Exercises.
A. According to the Taser video report, why did Shawn Turner stop watching the surveillance tape?
B. Restate word for word the part of the Taser video report from "Friday, March 04, 2005" up to and including "of Turner's death.".
C. Supply the next part of the Taser video report, picking up after its final sentence.

Text under study.
Cop Watch

Friday, March 04, 2005

Video Shows Suspect Being Shocked by Taser

TOLEDO -- New video released by the Lucas County Sheriff's Department shows a suspect being shocked with a Taser during his booking. Jeffrey Turner died in January after he was shocked nine times over a 3-hour period.

The video shows the 41-year-old Turner being unruly at the Lucas County Jail's booking desk. "They handcuffed me like this," Turner is heard saying. "They tasered me and shocked me. I didn't do none of that. Oh, God, I don't know why this is happening. It's not fair."

The 6-foot-3, 200-pound man reportedly screamed while pounding on the walls of a holding cell. The tape also shows paramedics removing turner from the jail on a stretcher. Turner later died at St. Vincent Mercy Medical Center in central Toledo. Lucas County's coroner still has not ruled on the cause of Turner's death.

"I don't regret seeing it. It's a very touching moment. I'm seeing my brother for the last time. I'll never see him again alive." Jeffrey Turner's brother Shawn watched the surveillance tape last night at the News 11 studios. "He says they took my wallet, they took my money, I didn't do nothing wrong. You see officers laughing in the background like it's a big joke," said Shawn.

Shawn Turner believes what his brother went through at the Lucas County Jail happens often. "They killed him down there. He was crying and pleading for his life and they killed him down there. How can they keep Tasering him like that and not care?"

Shawn couldn't watch the tape anymore after hearing his brother screaming in the background. He says the family wants justice for Jeffrey's death. They think a house-cleaning at the Lucas County Jail will be the only way to prevent deaths in the future.

Jail administrators had no comment on the tape.

Shortly after that incident, Lucas County Sheriff Jim Telb ordered the jail to stop using Tasers, and changed the procedure on how to handle prisoners who have been shocked by police. The policy has been in effect for two weeks now, and the jail's administrator says since then, police have only brought one person to the lockup who had been shocked.

Stored records:
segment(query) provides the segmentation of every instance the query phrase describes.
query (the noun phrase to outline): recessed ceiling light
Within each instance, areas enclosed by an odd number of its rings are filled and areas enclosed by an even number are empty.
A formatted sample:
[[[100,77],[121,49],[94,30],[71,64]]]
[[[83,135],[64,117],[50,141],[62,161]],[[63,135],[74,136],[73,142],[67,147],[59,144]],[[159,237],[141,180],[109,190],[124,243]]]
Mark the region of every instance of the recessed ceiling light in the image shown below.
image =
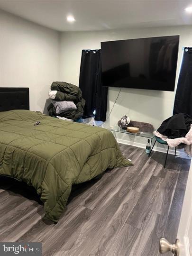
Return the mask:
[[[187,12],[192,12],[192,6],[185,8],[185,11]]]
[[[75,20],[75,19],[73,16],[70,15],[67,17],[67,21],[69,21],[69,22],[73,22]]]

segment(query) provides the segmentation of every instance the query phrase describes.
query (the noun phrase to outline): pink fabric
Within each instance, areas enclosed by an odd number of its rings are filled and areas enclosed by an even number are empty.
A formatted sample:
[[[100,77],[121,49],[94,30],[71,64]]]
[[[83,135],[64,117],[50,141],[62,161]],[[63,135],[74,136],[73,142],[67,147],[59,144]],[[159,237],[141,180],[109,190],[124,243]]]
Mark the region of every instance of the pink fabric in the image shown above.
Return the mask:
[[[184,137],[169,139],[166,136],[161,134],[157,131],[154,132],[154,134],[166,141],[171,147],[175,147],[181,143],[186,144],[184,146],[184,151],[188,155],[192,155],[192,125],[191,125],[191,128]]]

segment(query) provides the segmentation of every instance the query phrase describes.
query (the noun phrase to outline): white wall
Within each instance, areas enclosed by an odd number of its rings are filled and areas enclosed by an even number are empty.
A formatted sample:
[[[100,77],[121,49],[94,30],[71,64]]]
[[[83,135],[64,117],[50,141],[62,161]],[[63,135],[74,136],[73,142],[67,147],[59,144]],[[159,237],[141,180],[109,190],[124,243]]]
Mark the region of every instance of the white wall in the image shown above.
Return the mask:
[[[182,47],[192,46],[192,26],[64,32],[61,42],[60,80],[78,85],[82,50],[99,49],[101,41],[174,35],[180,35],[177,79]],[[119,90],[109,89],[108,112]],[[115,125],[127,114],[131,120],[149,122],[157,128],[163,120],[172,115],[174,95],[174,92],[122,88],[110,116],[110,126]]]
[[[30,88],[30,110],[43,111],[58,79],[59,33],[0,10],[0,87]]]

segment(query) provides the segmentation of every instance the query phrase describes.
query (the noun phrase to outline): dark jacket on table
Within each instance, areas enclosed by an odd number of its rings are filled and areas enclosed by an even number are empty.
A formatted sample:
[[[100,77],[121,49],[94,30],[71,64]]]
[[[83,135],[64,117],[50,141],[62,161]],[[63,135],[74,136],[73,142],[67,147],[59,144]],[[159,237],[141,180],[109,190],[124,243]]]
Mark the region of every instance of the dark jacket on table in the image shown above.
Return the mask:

Your written answers.
A. Shawn couldn't watch the tape anymore after he heard his brother screaming in the background.

B.
Friday, March 04, 2005

Video Shows Suspect Being Shocked by Taser

TOLEDO -- New video released by the Lucas County Sheriff's Department shows a suspect being shocked with a Taser during his booking. Jeffrey Turner died in January after he was shocked nine times over a 3-hour period.

The video shows the 41-year-old Turner being unruly at the Lucas County Jail's booking desk. "They handcuffed me like this," Turner is heard saying. "They tasered me and shocked me. I didn't do none of that. Oh, God, I don't know why this is happening. It's not fair."

The 6-foot-3, 200-pound man reportedly screamed while pounding on the walls of a holding cell. The tape also shows paramedics removing turner from the jail on a stretcher. Turner later died at St. Vincent Mercy Medical Center in central Toledo. Lucas County's coroner still has not ruled on the cause of Turner's death.

C.
According to that new sheriff's policy, a booking deputy at the jail now must "...make a specific inquiry as to whether the prisoner has been restrained through the use of any type of electronic restraint device..." If so, "...the accompanying officer will transport the prisoner to a medical facility for examination."

Jail Administrator Richard Keller say he's not sure how many people who were shocked were booked into the jail before the new policy, but says there's only been one case since. "We did not have an effective policy before then, I would say one in a couple of weeks, I mean it's not very many obviously, but I have nothing to compare that to," Keller said.

For now, 4 Tasers at the jail will remain out of the hands of command officers who used to carry them. "I think in general our staff thought it was a valuable tool. Whether their safety is actually jeopardized because we're not using them, that would be debatable. As I say, prior to one year ago, we never used them at all," said Keller. He says he's looking at getting other safety equipment for officers like shields.

Also on Thursday, Larry Sykes from the Toledo School Coard said "the policy committee" will recommend to the school board that officers not be allowed to use Tasers in schools. Sykes says he is not aware of any incidents in schools.

A News 11 investigation showed police officers used their Tasers more than 300 times since the department handed them out in 2003.